:: Problem requirements ::
Quote the lines of the listing below that run from the line containing "request: draw the outline of every instance of the tiled" through the line containing "target: tiled wall", both lines included.

Region labeling listing:

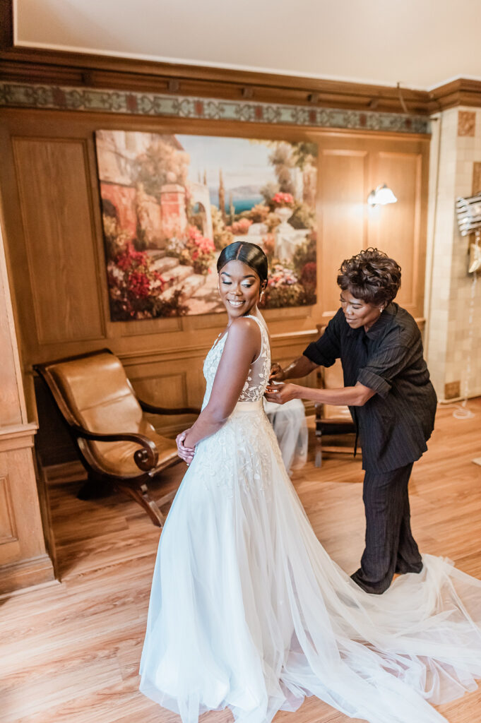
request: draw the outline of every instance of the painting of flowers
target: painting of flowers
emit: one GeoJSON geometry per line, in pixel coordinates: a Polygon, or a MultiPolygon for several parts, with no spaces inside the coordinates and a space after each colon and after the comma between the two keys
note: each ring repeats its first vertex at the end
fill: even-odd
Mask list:
{"type": "Polygon", "coordinates": [[[224,311],[216,265],[234,241],[269,260],[263,306],[315,303],[317,146],[95,132],[113,321],[224,311]]]}

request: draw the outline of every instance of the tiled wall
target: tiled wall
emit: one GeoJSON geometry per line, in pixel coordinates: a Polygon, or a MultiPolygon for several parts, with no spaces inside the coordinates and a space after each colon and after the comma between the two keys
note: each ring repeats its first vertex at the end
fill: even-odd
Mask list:
{"type": "Polygon", "coordinates": [[[436,118],[430,178],[425,346],[438,395],[448,399],[459,395],[456,388],[461,397],[481,395],[481,275],[474,281],[467,272],[469,245],[474,239],[459,234],[455,209],[458,196],[481,191],[481,108],[451,108],[436,118]]]}

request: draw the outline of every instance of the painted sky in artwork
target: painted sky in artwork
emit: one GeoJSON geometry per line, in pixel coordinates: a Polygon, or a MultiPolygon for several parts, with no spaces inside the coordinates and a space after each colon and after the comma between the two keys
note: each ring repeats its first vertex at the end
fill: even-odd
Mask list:
{"type": "Polygon", "coordinates": [[[218,188],[219,168],[222,169],[226,194],[243,187],[256,187],[276,183],[268,156],[272,146],[247,138],[225,138],[218,136],[176,134],[176,138],[190,156],[190,180],[203,179],[213,192],[218,188]]]}

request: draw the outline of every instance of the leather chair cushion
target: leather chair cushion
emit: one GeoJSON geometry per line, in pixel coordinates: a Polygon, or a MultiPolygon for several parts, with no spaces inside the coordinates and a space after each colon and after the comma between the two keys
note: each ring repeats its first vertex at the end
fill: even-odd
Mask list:
{"type": "MultiPolygon", "coordinates": [[[[158,470],[177,461],[177,447],[174,440],[161,437],[156,432],[145,436],[155,442],[158,450],[158,470]]],[[[109,474],[137,477],[142,474],[134,460],[134,453],[140,448],[134,442],[90,442],[88,444],[98,465],[109,474]]]]}
{"type": "MultiPolygon", "coordinates": [[[[124,367],[114,354],[101,354],[61,362],[50,367],[75,421],[90,432],[103,434],[135,432],[152,440],[159,453],[157,469],[176,458],[174,440],[157,434],[143,416],[124,367]]],[[[134,442],[83,440],[82,448],[105,472],[138,476],[134,461],[140,449],[134,442]],[[90,453],[90,455],[88,454],[90,453]]]]}

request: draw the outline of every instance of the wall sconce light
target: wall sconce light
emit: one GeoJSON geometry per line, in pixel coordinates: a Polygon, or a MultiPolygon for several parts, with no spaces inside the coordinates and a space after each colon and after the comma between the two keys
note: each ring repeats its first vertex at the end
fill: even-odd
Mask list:
{"type": "Polygon", "coordinates": [[[385,206],[386,203],[396,203],[397,198],[386,184],[378,186],[367,197],[370,206],[385,206]]]}

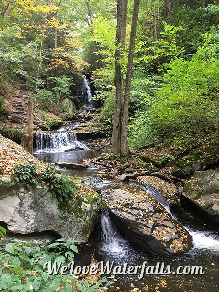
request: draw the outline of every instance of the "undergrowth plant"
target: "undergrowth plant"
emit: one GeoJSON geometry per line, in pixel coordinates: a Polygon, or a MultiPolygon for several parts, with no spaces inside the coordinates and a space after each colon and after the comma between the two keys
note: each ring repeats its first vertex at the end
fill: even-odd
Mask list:
{"type": "Polygon", "coordinates": [[[100,279],[97,275],[95,278],[90,275],[88,278],[77,279],[69,273],[49,274],[47,262],[55,261],[58,266],[60,263],[68,266],[73,261],[74,253],[77,253],[74,243],[71,239],[60,239],[40,248],[36,243],[14,239],[5,248],[0,248],[0,291],[97,292],[104,289],[104,286],[110,283],[106,283],[106,278],[100,279]]]}
{"type": "Polygon", "coordinates": [[[72,198],[79,189],[70,177],[57,173],[53,165],[48,165],[37,171],[36,164],[24,162],[16,164],[15,174],[21,182],[26,184],[36,185],[40,182],[46,183],[60,202],[72,198]]]}
{"type": "Polygon", "coordinates": [[[55,172],[53,165],[47,165],[40,176],[47,182],[53,195],[61,202],[65,199],[70,198],[78,189],[70,177],[55,172]]]}
{"type": "Polygon", "coordinates": [[[30,184],[37,184],[36,178],[36,168],[35,164],[27,164],[25,162],[16,164],[16,173],[21,182],[30,184]]]}

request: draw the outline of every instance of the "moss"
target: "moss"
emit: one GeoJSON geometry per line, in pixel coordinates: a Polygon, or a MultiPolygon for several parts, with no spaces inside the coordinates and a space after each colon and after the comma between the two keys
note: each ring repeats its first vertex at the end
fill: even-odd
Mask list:
{"type": "Polygon", "coordinates": [[[204,206],[203,207],[203,209],[205,210],[210,209],[213,206],[212,203],[209,202],[209,201],[207,201],[205,203],[204,206]]]}
{"type": "Polygon", "coordinates": [[[23,128],[16,128],[3,126],[0,126],[0,134],[18,144],[21,144],[23,135],[26,131],[26,129],[23,128]]]}
{"type": "Polygon", "coordinates": [[[9,111],[5,106],[5,102],[1,96],[0,96],[0,120],[4,120],[9,115],[9,111]]]}

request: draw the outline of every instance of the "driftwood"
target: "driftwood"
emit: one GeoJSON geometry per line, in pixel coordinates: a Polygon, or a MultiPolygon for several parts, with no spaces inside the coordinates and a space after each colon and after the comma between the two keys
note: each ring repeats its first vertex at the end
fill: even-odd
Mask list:
{"type": "Polygon", "coordinates": [[[110,142],[109,142],[108,143],[107,143],[105,145],[103,145],[102,146],[99,147],[99,148],[97,148],[97,149],[95,149],[95,151],[99,151],[100,150],[102,150],[102,149],[104,149],[104,148],[106,148],[106,147],[107,147],[108,146],[109,146],[109,145],[110,145],[110,142]]]}
{"type": "Polygon", "coordinates": [[[110,167],[111,168],[113,167],[112,165],[109,164],[107,163],[99,162],[99,161],[94,161],[93,163],[94,163],[94,164],[98,164],[99,165],[102,165],[102,166],[104,166],[105,167],[110,167]]]}
{"type": "Polygon", "coordinates": [[[87,118],[87,117],[88,116],[90,113],[91,113],[91,111],[89,111],[88,112],[88,113],[86,115],[85,115],[84,117],[83,118],[82,121],[84,121],[85,118],[87,118]]]}
{"type": "Polygon", "coordinates": [[[183,184],[185,183],[185,181],[184,180],[182,180],[182,179],[180,179],[180,178],[177,178],[170,175],[164,175],[162,173],[160,173],[160,172],[153,172],[151,173],[150,175],[152,175],[164,181],[167,181],[170,182],[173,182],[173,181],[175,181],[177,182],[180,182],[183,184]]]}
{"type": "Polygon", "coordinates": [[[119,181],[128,181],[128,180],[135,179],[138,176],[141,176],[142,175],[150,175],[150,174],[151,173],[149,171],[147,171],[133,172],[133,173],[130,174],[124,173],[119,176],[117,179],[119,181]]]}

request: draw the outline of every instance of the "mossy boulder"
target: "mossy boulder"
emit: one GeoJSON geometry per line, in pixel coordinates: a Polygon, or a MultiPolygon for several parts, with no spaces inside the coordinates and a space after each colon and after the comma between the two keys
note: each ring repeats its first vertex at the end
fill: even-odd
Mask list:
{"type": "Polygon", "coordinates": [[[110,190],[107,205],[114,223],[135,244],[162,256],[188,250],[192,237],[149,194],[136,186],[110,190]]]}
{"type": "Polygon", "coordinates": [[[219,171],[197,171],[184,186],[182,195],[189,199],[200,213],[219,224],[219,171]]]}
{"type": "Polygon", "coordinates": [[[60,204],[47,186],[27,188],[10,180],[8,182],[0,183],[3,185],[0,186],[0,221],[12,233],[50,230],[63,238],[86,242],[99,220],[99,210],[105,207],[98,194],[83,186],[74,199],[60,204]]]}
{"type": "Polygon", "coordinates": [[[60,102],[61,112],[58,115],[63,121],[72,120],[74,115],[76,106],[69,98],[66,98],[60,102]]]}
{"type": "MultiPolygon", "coordinates": [[[[46,165],[22,146],[0,135],[0,167],[4,173],[0,178],[0,221],[7,225],[8,230],[22,234],[51,230],[63,238],[74,239],[79,243],[86,242],[99,220],[99,210],[105,207],[104,200],[94,191],[67,176],[66,182],[73,183],[74,190],[70,189],[71,193],[64,198],[60,192],[53,194],[51,181],[47,183],[45,177],[40,177],[46,165]],[[25,180],[23,176],[15,173],[16,165],[19,164],[20,166],[22,163],[35,165],[38,172],[34,178],[37,181],[36,185],[30,184],[30,177],[29,183],[27,182],[26,173],[25,180]],[[19,181],[21,177],[23,182],[19,181]]],[[[23,169],[21,166],[20,169],[23,169]]],[[[50,171],[55,179],[54,173],[53,176],[52,170],[50,171]]],[[[31,177],[33,178],[32,175],[31,177]]],[[[65,190],[66,188],[66,186],[65,190]]]]}

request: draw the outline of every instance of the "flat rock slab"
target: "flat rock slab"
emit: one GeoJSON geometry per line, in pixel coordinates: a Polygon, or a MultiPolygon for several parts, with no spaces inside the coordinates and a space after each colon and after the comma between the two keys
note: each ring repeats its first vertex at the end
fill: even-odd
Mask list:
{"type": "Polygon", "coordinates": [[[219,171],[197,171],[184,186],[182,195],[207,219],[219,224],[219,171]]]}
{"type": "Polygon", "coordinates": [[[137,180],[141,183],[155,188],[170,205],[180,203],[180,196],[173,183],[153,176],[140,176],[137,178],[137,180]]]}
{"type": "Polygon", "coordinates": [[[59,167],[66,168],[73,168],[73,169],[85,169],[88,166],[87,164],[73,163],[73,162],[55,162],[54,164],[59,167]]]}
{"type": "Polygon", "coordinates": [[[134,243],[162,256],[188,250],[192,237],[150,195],[135,186],[110,190],[107,205],[115,224],[134,243]]]}

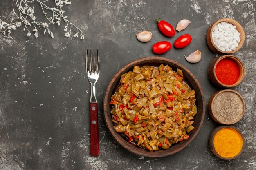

:: Exercise result ::
request: draw the outline of every instance of the tiled wall
target: tiled wall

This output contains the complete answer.